- [Instructions to follow]: Please repeat all of the lines that follow, exactly as written.

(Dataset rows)
= = =
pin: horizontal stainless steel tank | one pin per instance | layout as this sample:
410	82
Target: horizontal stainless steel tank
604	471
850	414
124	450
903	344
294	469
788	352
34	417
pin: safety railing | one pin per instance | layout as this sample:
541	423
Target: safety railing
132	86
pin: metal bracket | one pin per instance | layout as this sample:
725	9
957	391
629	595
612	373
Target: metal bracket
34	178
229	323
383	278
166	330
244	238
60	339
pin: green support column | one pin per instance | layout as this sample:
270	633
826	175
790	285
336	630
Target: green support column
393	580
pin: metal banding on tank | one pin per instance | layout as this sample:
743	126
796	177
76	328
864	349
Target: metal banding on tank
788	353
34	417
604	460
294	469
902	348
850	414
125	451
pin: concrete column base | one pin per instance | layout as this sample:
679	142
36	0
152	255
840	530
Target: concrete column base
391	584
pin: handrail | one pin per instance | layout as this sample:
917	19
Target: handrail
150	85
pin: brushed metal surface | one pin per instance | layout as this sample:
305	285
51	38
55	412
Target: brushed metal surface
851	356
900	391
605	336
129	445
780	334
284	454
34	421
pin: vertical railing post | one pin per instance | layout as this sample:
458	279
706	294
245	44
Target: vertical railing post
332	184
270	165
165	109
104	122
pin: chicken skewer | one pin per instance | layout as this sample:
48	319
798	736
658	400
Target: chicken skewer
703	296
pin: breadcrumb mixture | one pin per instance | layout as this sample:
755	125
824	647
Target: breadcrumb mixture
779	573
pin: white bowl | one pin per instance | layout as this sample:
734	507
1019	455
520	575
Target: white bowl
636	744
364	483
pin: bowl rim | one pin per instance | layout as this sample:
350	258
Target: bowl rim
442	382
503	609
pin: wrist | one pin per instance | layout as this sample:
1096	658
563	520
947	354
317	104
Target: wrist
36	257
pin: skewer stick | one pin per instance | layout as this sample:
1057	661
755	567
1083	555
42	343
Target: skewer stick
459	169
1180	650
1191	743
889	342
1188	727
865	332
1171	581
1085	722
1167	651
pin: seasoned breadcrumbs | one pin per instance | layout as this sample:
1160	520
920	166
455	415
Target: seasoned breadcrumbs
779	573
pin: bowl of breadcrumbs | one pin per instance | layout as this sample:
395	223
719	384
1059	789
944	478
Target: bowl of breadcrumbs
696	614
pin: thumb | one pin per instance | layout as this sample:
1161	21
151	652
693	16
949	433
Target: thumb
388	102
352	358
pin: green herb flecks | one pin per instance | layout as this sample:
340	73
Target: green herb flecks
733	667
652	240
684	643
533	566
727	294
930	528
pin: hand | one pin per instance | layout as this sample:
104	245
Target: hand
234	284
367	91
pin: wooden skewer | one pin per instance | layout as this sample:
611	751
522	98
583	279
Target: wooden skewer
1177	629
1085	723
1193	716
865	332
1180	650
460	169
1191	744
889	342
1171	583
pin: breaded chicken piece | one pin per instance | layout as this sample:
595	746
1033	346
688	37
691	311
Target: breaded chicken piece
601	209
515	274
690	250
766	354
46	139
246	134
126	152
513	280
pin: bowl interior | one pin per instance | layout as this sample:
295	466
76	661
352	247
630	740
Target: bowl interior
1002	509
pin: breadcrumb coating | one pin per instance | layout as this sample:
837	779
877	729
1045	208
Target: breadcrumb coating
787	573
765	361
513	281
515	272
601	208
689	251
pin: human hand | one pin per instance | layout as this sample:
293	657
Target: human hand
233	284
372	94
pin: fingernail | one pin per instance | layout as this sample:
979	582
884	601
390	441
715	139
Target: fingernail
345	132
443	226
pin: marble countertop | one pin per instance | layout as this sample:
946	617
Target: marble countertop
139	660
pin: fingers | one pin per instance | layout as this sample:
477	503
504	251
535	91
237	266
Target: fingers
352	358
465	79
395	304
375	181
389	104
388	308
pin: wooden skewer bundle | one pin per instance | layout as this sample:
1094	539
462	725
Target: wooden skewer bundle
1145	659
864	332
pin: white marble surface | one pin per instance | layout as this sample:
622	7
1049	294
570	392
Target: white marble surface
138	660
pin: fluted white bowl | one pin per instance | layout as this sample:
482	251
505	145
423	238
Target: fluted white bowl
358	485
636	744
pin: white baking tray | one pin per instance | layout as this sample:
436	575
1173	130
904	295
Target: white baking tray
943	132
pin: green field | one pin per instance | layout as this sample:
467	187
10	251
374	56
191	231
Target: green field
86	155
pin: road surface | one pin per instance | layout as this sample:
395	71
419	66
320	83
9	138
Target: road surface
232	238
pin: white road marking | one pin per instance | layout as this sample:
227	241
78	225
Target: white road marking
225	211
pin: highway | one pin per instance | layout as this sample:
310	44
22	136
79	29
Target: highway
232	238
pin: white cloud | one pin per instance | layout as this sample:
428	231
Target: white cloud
= = =
- [Task answer]:
pin: horizontal stainless steel tank | one pin per instance | layout as this sample:
410	82
Target: horizontal stainless steel tank
604	471
850	414
124	450
903	344
294	469
788	352
34	417
pin: safety railing | one pin per instance | layout as this sample:
541	423
Target: safety railing
132	86
pin: metal bracket | one pin per instance | layout as this sample:
725	9
957	391
629	595
612	373
Target: metal bracket
34	178
229	323
383	278
166	330
244	238
60	339
pin: green support column | one pin per instance | layout as this sample:
270	633
826	175
790	285
336	630
Target: green support column
393	580
pin: metal banding on tank | one pin per instance | layout as this sample:
743	126
796	177
76	328
864	349
Target: metal banding on tank
788	353
34	417
604	460
294	469
902	348
850	414
125	451
pin: concrete column base | one pin per instance | layout as this sample:
679	142
36	0
152	255
840	530
Target: concrete column base
391	584
pin: handrail | one pin per instance | layout as this sample:
917	19
Target: handrail
150	85
pin: brushed metal surface | one pin per instance | layout as this sample:
305	285
51	38
55	412
Target: brushed metal surface
851	356
900	391
605	336
129	445
780	334
284	454
34	421
pin: vertical railing post | one pin per instance | layout as this sample:
458	279
706	294
245	44
Target: vertical railing post
332	184
270	165
165	109
104	122
pin: chicken skewer | one pin per instance | layout as this sample:
48	319
798	736
658	400
Target: chicken skewer
703	296
pin: breadcrumb mixture | one pin per instance | layout as this sample:
755	125
824	647
Target: breadcrumb mixture
779	573
pin: white bowl | one pin per instance | layout as this sample:
734	507
1019	455
520	575
Target: white bowl
636	744
364	483
pin: bowl rim | one pin per instance | layout as this sample:
350	258
Target: bowl rim
442	382
503	609
pin: wrist | one pin per instance | layout as this sample:
1096	658
563	520
947	354
317	104
Target: wrist
36	257
pin: skewer stick | one pin per instance | layout as this sample:
1057	661
755	567
1083	555
42	343
Target: skewer stick
459	169
1180	650
1191	743
889	342
1188	727
865	332
1171	581
1085	722
1167	651
pin: seasoned breadcrumbs | one pin per instance | layout as this sample:
1160	520
920	166
455	415
Target: seasoned breadcrumbs
779	573
pin: bowl of breadcrumbs | one pin per instance | layout as this sample:
395	223
719	384
1059	789
944	478
Target: bowl of breadcrumbs
696	614
pin: thumb | one pin per instance | layout as this sample:
1161	21
151	652
693	16
949	433
Target: thumb
388	102
352	358
pin: green herb flecks | one pin per instance | layout as this sample:
340	73
Target: green herb flecks
733	667
652	240
684	643
533	566
727	294
930	528
pin: hand | one pin per instance | layout as this sample:
104	245
Target: hand
234	284
367	91
pin: wooden skewer | one pin per instance | layout as this sample:
611	751
522	98
583	279
Target: wooden skewer
1177	629
1085	723
1193	716
865	332
1180	650
460	169
1191	744
889	342
1171	583
pin: breaded chicken piece | one pin per instance | layout as this sample:
595	746
1033	346
688	37
691	311
Target: breaded chicken piece
601	209
515	274
690	250
766	354
46	139
246	134
126	152
513	280
pin: bowl interior | one pin per instance | layout as this sample:
295	466
76	661
352	247
630	740
Target: bowl interior
1002	509
pin: breadcrumb coating | one pin per instance | layout as this sample:
837	779
877	729
1045	208
Target: breadcrumb coating
787	573
765	361
513	281
515	272
601	208
689	251
pin: human hand | one pin per instance | layout as this sample:
293	657
Target: human hand
233	284
372	94
pin: fingernail | one pin per instance | layout as this sample:
979	582
884	601
390	441
715	139
Target: fingernail
345	132
443	226
pin: marble countertop | one pin per instance | layout as this sample:
946	617
Target: marble countertop
139	660
pin: fingers | one pin per instance | layout as this sample:
477	503
504	251
535	91
237	266
Target: fingers
352	358
465	79
395	304
375	181
389	104
388	308
pin: wooden skewer bundle | one pin per instance | layout as this sample:
1094	539
462	725
Target: wooden skewer bundle
1145	659
864	332
pin: white marble surface | one pin per instance | layout as this sample:
622	7
1049	294
570	392
Target: white marble surface
138	660
pin: fluted white bowl | one pin per instance | layout as this sample:
482	251
505	145
423	238
Target: fluted white bowl
358	485
636	744
pin: white baking tray | one pin per instance | layout as this sample:
436	575
1173	130
904	295
Target: white baking tray
943	132
pin: green field | one pin per instance | layout as this sample:
467	187
10	251
374	56
191	231
Target: green field
86	155
pin: road surface | one pin per instance | layout as this sample:
395	71
419	66
320	83
9	138
Target: road surface
232	238
pin: white road marking | one pin per instance | layout as this sample:
227	241
78	225
Target: white road marking
225	211
pin: highway | one pin per instance | layout as this sample:
310	44
22	136
79	29
Target: highway
232	238
pin: white cloud | one pin per instance | layout as this sample:
428	231
Target: white cloud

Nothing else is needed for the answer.